GOAL OF THE EXERCISE -> The lines from the beginning of the records below through the one holding "For the mapping pass, tag each instance of the dishwasher" are to be copied exactly; leave the pictures out.

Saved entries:

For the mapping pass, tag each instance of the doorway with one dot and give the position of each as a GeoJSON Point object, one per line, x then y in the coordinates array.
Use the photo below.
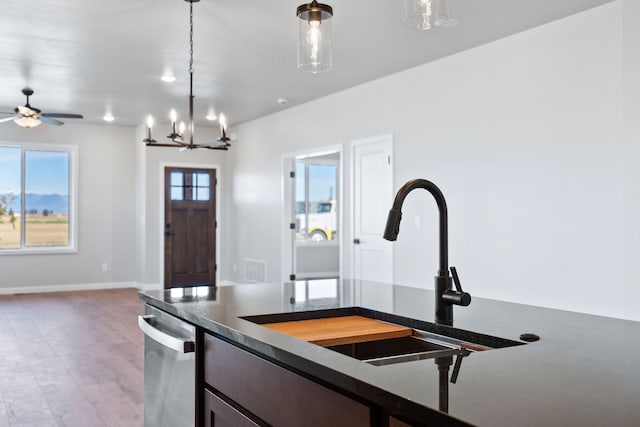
{"type": "Point", "coordinates": [313, 200]}
{"type": "Point", "coordinates": [372, 166]}
{"type": "Point", "coordinates": [189, 227]}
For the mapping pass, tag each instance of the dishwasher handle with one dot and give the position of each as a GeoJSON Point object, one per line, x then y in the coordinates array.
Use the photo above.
{"type": "Point", "coordinates": [177, 344]}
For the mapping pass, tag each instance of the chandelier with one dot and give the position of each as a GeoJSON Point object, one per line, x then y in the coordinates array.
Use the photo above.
{"type": "Point", "coordinates": [177, 131]}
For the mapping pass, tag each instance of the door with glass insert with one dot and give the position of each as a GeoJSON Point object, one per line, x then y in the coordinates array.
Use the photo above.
{"type": "Point", "coordinates": [190, 227]}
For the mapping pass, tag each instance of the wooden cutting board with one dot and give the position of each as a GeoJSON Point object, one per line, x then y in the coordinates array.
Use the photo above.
{"type": "Point", "coordinates": [340, 330]}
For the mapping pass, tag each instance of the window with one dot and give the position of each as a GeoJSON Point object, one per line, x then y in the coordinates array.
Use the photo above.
{"type": "Point", "coordinates": [316, 181]}
{"type": "Point", "coordinates": [193, 186]}
{"type": "Point", "coordinates": [36, 198]}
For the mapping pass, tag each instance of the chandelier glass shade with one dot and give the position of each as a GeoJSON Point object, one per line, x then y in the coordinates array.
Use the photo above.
{"type": "Point", "coordinates": [428, 14]}
{"type": "Point", "coordinates": [314, 37]}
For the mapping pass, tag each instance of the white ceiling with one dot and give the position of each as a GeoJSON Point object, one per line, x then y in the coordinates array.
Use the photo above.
{"type": "Point", "coordinates": [91, 56]}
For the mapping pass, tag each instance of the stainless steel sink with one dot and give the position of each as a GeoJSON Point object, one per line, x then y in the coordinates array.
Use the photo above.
{"type": "Point", "coordinates": [428, 340]}
{"type": "Point", "coordinates": [422, 345]}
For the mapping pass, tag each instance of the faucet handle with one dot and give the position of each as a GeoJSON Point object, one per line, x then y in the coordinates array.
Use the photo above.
{"type": "Point", "coordinates": [456, 279]}
{"type": "Point", "coordinates": [457, 297]}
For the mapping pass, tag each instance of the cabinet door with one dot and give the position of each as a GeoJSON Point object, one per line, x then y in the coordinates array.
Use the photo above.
{"type": "Point", "coordinates": [218, 413]}
{"type": "Point", "coordinates": [275, 394]}
{"type": "Point", "coordinates": [394, 422]}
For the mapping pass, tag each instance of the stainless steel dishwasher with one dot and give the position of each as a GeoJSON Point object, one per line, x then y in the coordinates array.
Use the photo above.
{"type": "Point", "coordinates": [169, 370]}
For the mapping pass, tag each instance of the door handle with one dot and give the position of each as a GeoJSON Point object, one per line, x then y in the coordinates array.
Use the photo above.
{"type": "Point", "coordinates": [177, 344]}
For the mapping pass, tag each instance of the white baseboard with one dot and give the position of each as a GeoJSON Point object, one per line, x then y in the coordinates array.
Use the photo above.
{"type": "Point", "coordinates": [149, 286]}
{"type": "Point", "coordinates": [67, 288]}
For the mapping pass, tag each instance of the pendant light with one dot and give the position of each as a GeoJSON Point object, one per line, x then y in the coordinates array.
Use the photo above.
{"type": "Point", "coordinates": [177, 131]}
{"type": "Point", "coordinates": [428, 14]}
{"type": "Point", "coordinates": [314, 37]}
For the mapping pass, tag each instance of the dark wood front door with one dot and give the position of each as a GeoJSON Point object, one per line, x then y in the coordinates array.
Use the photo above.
{"type": "Point", "coordinates": [190, 227]}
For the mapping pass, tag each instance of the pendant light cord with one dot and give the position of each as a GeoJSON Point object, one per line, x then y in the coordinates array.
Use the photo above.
{"type": "Point", "coordinates": [191, 125]}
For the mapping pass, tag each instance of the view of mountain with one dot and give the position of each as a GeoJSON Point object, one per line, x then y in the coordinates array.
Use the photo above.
{"type": "Point", "coordinates": [55, 203]}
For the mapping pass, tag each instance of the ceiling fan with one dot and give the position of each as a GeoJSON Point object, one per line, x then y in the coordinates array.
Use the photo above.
{"type": "Point", "coordinates": [28, 116]}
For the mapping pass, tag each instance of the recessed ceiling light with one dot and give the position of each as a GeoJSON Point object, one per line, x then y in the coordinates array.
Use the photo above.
{"type": "Point", "coordinates": [168, 77]}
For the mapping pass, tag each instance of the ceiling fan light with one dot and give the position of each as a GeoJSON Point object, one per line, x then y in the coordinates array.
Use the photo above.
{"type": "Point", "coordinates": [428, 14]}
{"type": "Point", "coordinates": [27, 122]}
{"type": "Point", "coordinates": [314, 37]}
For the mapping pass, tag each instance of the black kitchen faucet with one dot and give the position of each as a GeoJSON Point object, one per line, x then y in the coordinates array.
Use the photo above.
{"type": "Point", "coordinates": [446, 296]}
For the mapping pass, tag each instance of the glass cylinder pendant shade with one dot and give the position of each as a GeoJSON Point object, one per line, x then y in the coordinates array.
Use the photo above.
{"type": "Point", "coordinates": [314, 37]}
{"type": "Point", "coordinates": [427, 14]}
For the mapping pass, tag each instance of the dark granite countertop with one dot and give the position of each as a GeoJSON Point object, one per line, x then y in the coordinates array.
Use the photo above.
{"type": "Point", "coordinates": [585, 370]}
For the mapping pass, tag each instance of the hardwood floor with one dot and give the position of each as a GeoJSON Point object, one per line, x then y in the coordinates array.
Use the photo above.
{"type": "Point", "coordinates": [71, 359]}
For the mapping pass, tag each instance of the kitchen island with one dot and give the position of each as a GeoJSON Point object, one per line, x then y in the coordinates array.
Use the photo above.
{"type": "Point", "coordinates": [583, 370]}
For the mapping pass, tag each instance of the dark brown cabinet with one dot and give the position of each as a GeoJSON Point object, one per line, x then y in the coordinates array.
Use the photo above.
{"type": "Point", "coordinates": [220, 414]}
{"type": "Point", "coordinates": [272, 393]}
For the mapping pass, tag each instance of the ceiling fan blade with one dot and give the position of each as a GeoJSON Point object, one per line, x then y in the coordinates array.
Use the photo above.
{"type": "Point", "coordinates": [50, 121]}
{"type": "Point", "coordinates": [62, 115]}
{"type": "Point", "coordinates": [8, 119]}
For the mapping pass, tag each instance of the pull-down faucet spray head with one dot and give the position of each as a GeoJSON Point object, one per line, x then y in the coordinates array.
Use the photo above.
{"type": "Point", "coordinates": [446, 296]}
{"type": "Point", "coordinates": [392, 229]}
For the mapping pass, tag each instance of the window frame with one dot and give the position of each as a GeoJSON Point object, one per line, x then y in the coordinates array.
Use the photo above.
{"type": "Point", "coordinates": [318, 160]}
{"type": "Point", "coordinates": [72, 151]}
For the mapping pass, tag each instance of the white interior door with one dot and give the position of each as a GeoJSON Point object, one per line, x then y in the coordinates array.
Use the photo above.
{"type": "Point", "coordinates": [373, 197]}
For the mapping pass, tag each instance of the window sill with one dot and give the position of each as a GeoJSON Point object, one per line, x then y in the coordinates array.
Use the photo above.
{"type": "Point", "coordinates": [38, 251]}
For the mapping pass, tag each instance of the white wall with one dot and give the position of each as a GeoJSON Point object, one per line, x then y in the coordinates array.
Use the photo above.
{"type": "Point", "coordinates": [106, 201]}
{"type": "Point", "coordinates": [524, 136]}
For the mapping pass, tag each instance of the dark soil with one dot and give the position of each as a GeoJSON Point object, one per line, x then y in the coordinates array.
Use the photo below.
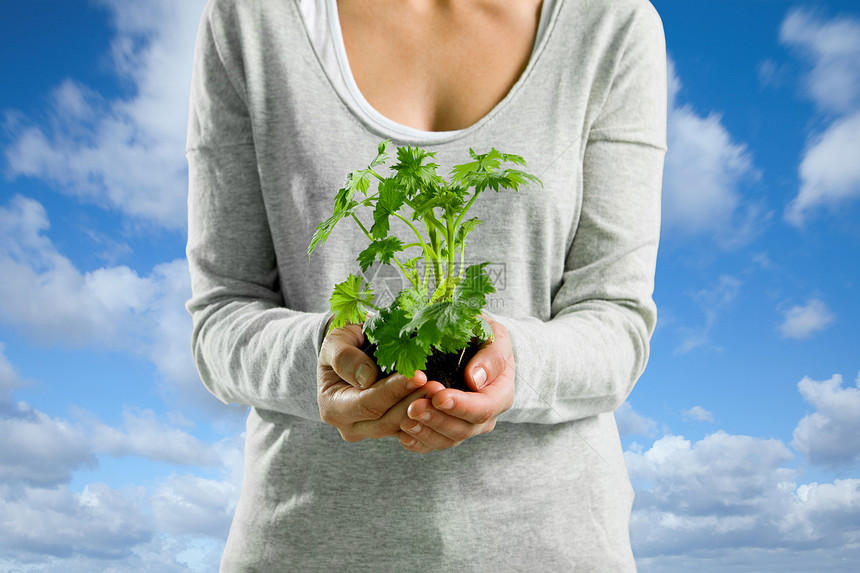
{"type": "Point", "coordinates": [447, 369]}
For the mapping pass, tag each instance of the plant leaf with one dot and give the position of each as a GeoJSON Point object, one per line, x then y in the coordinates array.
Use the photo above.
{"type": "Point", "coordinates": [474, 288]}
{"type": "Point", "coordinates": [396, 351]}
{"type": "Point", "coordinates": [391, 199]}
{"type": "Point", "coordinates": [324, 229]}
{"type": "Point", "coordinates": [350, 302]}
{"type": "Point", "coordinates": [413, 173]}
{"type": "Point", "coordinates": [382, 250]}
{"type": "Point", "coordinates": [381, 153]}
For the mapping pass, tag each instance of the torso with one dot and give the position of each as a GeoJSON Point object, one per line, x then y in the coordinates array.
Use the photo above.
{"type": "Point", "coordinates": [437, 65]}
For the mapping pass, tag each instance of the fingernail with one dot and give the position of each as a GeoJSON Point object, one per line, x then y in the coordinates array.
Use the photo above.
{"type": "Point", "coordinates": [413, 384]}
{"type": "Point", "coordinates": [479, 375]}
{"type": "Point", "coordinates": [362, 375]}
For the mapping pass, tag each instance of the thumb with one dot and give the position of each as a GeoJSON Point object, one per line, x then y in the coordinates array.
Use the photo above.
{"type": "Point", "coordinates": [490, 361]}
{"type": "Point", "coordinates": [341, 351]}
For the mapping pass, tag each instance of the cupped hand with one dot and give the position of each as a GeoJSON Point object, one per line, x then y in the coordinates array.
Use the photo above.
{"type": "Point", "coordinates": [351, 398]}
{"type": "Point", "coordinates": [449, 416]}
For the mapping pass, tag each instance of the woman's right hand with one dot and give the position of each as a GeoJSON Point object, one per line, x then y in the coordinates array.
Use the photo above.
{"type": "Point", "coordinates": [350, 397]}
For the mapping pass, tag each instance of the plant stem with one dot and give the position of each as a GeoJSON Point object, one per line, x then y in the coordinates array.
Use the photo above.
{"type": "Point", "coordinates": [363, 228]}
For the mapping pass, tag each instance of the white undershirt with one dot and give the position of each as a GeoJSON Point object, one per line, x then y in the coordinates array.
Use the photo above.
{"type": "Point", "coordinates": [321, 20]}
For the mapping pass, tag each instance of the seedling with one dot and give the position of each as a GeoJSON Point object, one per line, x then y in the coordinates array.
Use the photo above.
{"type": "Point", "coordinates": [440, 309]}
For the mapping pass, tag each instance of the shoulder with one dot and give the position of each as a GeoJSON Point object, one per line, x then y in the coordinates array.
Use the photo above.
{"type": "Point", "coordinates": [612, 16]}
{"type": "Point", "coordinates": [638, 16]}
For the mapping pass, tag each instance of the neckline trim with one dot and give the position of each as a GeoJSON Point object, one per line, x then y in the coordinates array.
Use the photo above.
{"type": "Point", "coordinates": [395, 130]}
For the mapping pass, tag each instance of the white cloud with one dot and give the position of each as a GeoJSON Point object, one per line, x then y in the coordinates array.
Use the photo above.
{"type": "Point", "coordinates": [145, 436]}
{"type": "Point", "coordinates": [53, 302]}
{"type": "Point", "coordinates": [803, 321]}
{"type": "Point", "coordinates": [830, 436]}
{"type": "Point", "coordinates": [124, 154]}
{"type": "Point", "coordinates": [40, 450]}
{"type": "Point", "coordinates": [829, 172]}
{"type": "Point", "coordinates": [190, 505]}
{"type": "Point", "coordinates": [832, 48]}
{"type": "Point", "coordinates": [99, 522]}
{"type": "Point", "coordinates": [698, 413]}
{"type": "Point", "coordinates": [709, 502]}
{"type": "Point", "coordinates": [704, 169]}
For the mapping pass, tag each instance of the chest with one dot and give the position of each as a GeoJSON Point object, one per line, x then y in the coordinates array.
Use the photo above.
{"type": "Point", "coordinates": [437, 66]}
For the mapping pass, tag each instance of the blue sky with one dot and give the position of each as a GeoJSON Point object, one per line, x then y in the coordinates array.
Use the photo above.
{"type": "Point", "coordinates": [742, 437]}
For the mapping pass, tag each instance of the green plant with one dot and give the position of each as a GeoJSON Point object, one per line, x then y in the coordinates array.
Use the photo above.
{"type": "Point", "coordinates": [441, 308]}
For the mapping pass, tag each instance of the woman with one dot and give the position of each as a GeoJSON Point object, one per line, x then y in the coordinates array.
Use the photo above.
{"type": "Point", "coordinates": [342, 471]}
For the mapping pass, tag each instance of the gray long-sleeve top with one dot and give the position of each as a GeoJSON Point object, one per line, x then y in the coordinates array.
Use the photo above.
{"type": "Point", "coordinates": [270, 142]}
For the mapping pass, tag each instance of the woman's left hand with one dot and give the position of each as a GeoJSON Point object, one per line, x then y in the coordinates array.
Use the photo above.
{"type": "Point", "coordinates": [452, 416]}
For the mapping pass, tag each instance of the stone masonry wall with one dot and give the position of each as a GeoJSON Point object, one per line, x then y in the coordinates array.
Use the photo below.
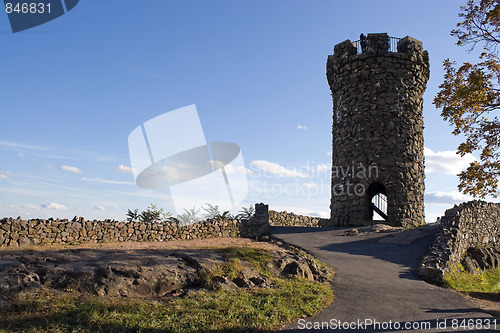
{"type": "Point", "coordinates": [294, 220]}
{"type": "Point", "coordinates": [18, 232]}
{"type": "Point", "coordinates": [471, 224]}
{"type": "Point", "coordinates": [378, 130]}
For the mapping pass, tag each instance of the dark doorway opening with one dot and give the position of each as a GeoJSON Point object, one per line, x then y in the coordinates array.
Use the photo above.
{"type": "Point", "coordinates": [378, 202]}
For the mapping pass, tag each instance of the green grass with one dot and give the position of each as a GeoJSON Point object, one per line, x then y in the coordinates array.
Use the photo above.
{"type": "Point", "coordinates": [241, 310]}
{"type": "Point", "coordinates": [211, 310]}
{"type": "Point", "coordinates": [483, 281]}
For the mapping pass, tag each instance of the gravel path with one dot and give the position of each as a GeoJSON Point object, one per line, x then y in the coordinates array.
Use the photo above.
{"type": "Point", "coordinates": [376, 280]}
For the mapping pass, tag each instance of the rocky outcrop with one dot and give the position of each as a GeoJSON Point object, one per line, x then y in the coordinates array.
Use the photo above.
{"type": "Point", "coordinates": [480, 259]}
{"type": "Point", "coordinates": [150, 273]}
{"type": "Point", "coordinates": [472, 227]}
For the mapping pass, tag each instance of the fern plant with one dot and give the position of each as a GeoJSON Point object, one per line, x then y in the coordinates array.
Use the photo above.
{"type": "Point", "coordinates": [246, 213]}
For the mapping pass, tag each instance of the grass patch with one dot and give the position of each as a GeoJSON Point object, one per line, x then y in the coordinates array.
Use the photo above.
{"type": "Point", "coordinates": [487, 281]}
{"type": "Point", "coordinates": [230, 311]}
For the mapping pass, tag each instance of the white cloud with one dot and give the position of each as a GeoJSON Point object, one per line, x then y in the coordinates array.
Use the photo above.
{"type": "Point", "coordinates": [446, 162]}
{"type": "Point", "coordinates": [28, 206]}
{"type": "Point", "coordinates": [450, 197]}
{"type": "Point", "coordinates": [106, 181]}
{"type": "Point", "coordinates": [271, 168]}
{"type": "Point", "coordinates": [232, 170]}
{"type": "Point", "coordinates": [326, 168]}
{"type": "Point", "coordinates": [55, 205]}
{"type": "Point", "coordinates": [124, 169]}
{"type": "Point", "coordinates": [4, 175]}
{"type": "Point", "coordinates": [70, 169]}
{"type": "Point", "coordinates": [310, 185]}
{"type": "Point", "coordinates": [16, 145]}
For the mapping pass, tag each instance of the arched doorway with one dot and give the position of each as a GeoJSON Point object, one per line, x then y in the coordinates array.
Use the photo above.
{"type": "Point", "coordinates": [378, 202]}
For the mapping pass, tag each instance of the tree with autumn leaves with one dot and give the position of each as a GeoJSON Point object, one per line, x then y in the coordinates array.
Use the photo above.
{"type": "Point", "coordinates": [470, 96]}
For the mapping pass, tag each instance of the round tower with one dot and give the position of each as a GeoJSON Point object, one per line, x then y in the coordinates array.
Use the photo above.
{"type": "Point", "coordinates": [378, 144]}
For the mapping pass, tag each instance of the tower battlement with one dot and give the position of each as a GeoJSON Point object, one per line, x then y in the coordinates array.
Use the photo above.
{"type": "Point", "coordinates": [377, 93]}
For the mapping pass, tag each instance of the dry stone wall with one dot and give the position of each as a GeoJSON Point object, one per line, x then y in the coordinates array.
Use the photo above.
{"type": "Point", "coordinates": [18, 232]}
{"type": "Point", "coordinates": [377, 130]}
{"type": "Point", "coordinates": [469, 225]}
{"type": "Point", "coordinates": [294, 220]}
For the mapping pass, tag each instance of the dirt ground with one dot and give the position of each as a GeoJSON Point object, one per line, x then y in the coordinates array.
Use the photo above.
{"type": "Point", "coordinates": [489, 303]}
{"type": "Point", "coordinates": [206, 243]}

ANSWER SECTION ->
For the mapping pass, tag each instance of the doorway with one dot and give the position of each as a GeoJSON Point object, one per line, x then y in the coordinates array.
Use the photo below.
{"type": "Point", "coordinates": [313, 200]}
{"type": "Point", "coordinates": [372, 166]}
{"type": "Point", "coordinates": [189, 227]}
For the mapping pass, tag each instance of the dishwasher handle with one dot and give the position of each as a GeoJSON Point object, one per line, x then y in the coordinates array.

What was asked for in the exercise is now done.